▶ Description of the task:
I need every line of the material below that includes the string "painted".

▶ Dataset records:
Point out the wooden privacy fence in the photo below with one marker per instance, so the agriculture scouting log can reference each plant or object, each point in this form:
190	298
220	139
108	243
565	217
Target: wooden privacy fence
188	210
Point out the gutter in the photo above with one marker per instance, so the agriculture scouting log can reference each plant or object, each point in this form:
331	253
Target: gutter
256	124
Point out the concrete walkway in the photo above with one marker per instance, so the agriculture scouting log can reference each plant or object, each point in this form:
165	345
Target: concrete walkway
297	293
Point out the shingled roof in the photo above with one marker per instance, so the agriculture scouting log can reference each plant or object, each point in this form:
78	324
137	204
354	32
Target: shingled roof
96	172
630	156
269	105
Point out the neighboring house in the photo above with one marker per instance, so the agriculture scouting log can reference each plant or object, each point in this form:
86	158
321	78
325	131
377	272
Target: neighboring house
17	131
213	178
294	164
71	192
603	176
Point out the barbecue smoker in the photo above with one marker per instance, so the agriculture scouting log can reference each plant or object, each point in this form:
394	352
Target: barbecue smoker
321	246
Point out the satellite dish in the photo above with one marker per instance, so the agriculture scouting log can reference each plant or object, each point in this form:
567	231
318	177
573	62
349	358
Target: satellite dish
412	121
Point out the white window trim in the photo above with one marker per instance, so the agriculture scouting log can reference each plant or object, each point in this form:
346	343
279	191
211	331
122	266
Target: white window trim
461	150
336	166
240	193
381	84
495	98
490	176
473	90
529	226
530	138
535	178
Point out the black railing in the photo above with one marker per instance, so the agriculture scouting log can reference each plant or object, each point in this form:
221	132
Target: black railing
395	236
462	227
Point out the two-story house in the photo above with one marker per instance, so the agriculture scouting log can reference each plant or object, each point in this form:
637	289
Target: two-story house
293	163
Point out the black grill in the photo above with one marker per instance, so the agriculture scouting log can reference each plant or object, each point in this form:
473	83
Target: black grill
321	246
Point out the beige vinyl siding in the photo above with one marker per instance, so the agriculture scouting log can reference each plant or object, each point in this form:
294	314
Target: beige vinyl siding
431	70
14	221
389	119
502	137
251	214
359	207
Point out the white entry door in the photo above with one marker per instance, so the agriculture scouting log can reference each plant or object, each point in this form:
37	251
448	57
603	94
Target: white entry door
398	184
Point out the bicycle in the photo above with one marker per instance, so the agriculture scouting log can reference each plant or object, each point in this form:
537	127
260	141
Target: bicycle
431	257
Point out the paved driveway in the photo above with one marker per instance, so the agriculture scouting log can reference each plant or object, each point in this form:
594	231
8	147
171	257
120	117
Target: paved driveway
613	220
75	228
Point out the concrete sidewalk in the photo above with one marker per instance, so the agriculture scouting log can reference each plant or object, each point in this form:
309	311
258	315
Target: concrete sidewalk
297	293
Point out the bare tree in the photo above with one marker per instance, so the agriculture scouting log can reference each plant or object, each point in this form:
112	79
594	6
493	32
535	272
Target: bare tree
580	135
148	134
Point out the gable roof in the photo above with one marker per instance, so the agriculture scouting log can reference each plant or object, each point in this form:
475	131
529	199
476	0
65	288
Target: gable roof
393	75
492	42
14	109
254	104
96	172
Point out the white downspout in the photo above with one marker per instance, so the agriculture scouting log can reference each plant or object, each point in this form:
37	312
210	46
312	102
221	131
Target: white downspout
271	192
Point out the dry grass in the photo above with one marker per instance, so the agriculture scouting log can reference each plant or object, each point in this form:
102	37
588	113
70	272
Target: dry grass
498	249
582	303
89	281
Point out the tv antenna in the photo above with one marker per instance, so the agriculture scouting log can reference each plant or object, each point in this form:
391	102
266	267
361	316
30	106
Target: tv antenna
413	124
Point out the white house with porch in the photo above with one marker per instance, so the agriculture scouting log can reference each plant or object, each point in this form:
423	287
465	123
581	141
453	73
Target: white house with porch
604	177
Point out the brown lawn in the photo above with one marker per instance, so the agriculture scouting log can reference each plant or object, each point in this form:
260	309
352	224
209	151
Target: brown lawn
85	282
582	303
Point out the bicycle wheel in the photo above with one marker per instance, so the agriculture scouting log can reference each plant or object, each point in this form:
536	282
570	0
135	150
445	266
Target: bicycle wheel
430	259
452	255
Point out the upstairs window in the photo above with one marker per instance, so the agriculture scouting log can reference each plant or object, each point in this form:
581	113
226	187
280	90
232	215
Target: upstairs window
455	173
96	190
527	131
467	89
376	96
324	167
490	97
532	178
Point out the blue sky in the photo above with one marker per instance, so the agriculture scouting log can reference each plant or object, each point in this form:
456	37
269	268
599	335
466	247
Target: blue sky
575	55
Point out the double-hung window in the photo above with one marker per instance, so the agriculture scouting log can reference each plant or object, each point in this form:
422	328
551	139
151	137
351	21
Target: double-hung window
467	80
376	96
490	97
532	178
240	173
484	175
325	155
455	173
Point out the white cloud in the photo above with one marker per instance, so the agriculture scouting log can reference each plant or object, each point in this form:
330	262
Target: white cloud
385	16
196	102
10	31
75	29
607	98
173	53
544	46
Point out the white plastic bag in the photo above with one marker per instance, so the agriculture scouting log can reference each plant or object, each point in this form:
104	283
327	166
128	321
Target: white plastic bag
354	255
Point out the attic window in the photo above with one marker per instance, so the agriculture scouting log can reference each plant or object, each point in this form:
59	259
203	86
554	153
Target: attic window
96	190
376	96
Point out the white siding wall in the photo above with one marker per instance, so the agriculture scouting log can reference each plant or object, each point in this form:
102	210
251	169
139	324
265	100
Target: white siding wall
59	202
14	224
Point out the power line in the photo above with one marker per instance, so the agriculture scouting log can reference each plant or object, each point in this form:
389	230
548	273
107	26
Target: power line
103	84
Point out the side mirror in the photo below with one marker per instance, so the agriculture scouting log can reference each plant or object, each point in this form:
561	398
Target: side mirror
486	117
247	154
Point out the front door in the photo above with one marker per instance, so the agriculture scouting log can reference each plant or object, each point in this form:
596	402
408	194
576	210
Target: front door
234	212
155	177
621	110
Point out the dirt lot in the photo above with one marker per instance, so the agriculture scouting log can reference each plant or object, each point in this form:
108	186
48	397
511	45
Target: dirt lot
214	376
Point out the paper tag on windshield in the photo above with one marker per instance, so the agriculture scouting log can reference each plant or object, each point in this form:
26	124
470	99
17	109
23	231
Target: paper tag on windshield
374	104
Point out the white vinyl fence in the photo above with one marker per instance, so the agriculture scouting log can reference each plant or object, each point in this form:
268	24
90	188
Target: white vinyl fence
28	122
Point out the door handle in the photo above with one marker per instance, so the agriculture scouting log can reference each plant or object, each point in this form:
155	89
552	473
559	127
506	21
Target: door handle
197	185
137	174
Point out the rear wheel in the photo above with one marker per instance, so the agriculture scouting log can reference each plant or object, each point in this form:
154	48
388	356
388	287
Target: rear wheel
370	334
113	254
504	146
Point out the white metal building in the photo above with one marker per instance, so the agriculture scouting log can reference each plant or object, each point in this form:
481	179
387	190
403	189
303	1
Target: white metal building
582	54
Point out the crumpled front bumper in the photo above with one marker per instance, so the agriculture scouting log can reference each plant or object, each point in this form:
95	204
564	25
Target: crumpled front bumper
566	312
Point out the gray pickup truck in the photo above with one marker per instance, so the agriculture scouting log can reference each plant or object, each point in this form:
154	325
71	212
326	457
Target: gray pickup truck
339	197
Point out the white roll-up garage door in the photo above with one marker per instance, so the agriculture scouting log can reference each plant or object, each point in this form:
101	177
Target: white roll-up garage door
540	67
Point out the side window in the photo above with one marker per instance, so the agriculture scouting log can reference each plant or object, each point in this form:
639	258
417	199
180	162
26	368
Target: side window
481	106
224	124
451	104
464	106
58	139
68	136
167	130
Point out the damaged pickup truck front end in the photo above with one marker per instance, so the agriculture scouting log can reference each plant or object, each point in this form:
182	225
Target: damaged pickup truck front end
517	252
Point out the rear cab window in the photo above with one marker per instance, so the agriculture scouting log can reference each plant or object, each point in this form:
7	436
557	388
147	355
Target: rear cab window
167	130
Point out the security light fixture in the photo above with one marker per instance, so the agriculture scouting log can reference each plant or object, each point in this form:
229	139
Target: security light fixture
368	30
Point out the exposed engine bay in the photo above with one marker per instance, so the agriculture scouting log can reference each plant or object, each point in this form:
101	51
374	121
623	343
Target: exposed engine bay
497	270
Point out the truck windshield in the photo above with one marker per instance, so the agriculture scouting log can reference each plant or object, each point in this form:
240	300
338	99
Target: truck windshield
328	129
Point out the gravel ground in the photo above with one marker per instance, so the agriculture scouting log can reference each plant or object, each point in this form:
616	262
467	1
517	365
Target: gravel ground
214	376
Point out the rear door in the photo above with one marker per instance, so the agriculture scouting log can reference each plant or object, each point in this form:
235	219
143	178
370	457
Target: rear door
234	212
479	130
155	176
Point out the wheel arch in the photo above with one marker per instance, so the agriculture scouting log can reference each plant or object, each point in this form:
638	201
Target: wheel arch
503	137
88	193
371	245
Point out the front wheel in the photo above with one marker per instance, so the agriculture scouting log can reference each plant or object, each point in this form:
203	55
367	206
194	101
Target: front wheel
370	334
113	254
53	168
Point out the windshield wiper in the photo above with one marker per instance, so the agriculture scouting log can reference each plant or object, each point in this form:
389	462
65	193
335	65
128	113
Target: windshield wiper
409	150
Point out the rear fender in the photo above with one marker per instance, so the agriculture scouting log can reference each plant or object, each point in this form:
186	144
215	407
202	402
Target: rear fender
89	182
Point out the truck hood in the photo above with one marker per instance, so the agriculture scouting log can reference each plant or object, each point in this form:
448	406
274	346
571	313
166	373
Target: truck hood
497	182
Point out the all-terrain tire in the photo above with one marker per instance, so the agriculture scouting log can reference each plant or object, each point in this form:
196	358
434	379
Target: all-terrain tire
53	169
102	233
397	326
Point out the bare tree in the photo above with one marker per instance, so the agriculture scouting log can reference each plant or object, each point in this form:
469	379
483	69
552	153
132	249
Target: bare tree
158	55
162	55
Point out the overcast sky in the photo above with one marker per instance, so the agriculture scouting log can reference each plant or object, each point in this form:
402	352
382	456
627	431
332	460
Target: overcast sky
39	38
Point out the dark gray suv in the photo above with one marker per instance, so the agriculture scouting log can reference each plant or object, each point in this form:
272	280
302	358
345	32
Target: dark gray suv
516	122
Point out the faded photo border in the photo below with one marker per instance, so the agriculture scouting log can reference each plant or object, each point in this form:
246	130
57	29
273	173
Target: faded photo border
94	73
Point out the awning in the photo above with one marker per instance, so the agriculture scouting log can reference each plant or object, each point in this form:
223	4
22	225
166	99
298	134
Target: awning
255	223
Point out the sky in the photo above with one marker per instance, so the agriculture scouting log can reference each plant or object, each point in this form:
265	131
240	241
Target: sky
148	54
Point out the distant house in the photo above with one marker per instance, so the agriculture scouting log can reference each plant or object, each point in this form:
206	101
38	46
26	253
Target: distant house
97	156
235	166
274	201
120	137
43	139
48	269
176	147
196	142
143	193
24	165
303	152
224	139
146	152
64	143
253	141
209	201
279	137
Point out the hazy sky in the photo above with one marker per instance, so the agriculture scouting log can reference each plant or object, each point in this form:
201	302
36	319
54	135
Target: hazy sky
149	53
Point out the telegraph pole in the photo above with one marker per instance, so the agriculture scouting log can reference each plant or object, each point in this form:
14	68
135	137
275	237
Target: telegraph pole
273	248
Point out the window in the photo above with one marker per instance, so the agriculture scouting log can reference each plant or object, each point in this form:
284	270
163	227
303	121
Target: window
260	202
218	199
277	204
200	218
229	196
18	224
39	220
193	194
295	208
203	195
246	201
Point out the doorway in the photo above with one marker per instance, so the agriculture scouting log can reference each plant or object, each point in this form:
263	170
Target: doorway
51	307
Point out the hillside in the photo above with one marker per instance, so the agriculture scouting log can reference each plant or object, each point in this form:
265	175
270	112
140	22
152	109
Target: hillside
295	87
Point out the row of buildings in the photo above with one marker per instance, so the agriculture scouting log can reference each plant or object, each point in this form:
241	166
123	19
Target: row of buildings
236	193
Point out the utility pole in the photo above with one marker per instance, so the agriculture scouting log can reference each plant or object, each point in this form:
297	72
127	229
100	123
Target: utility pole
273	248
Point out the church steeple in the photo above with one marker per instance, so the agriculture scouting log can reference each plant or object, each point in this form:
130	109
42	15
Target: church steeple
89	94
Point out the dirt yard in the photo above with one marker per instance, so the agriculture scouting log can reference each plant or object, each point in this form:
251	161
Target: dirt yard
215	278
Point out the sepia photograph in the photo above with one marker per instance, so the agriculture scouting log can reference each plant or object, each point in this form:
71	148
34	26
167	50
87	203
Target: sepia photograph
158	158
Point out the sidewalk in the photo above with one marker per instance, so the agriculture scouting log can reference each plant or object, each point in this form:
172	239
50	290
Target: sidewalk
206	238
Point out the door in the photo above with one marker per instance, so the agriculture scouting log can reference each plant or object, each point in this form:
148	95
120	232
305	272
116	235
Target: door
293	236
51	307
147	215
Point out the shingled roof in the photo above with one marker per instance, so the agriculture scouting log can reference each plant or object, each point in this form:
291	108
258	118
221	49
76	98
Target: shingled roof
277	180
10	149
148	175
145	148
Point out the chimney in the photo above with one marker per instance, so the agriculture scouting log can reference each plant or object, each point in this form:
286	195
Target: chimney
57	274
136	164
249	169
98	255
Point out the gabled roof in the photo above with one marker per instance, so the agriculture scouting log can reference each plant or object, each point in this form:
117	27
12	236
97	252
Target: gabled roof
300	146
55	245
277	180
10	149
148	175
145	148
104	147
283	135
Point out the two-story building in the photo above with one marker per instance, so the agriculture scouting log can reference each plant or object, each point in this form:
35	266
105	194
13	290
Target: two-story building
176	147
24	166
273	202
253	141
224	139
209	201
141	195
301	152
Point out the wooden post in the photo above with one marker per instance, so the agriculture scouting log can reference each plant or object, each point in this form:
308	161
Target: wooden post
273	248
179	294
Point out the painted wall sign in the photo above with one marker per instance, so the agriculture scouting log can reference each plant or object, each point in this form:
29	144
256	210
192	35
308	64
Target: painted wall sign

▶ Task output:
Point out the painted wall sign in the photo above with one marker per instance, so the agriculture scouting log can reference each plant or object, each point in this form:
Target: painted wall sign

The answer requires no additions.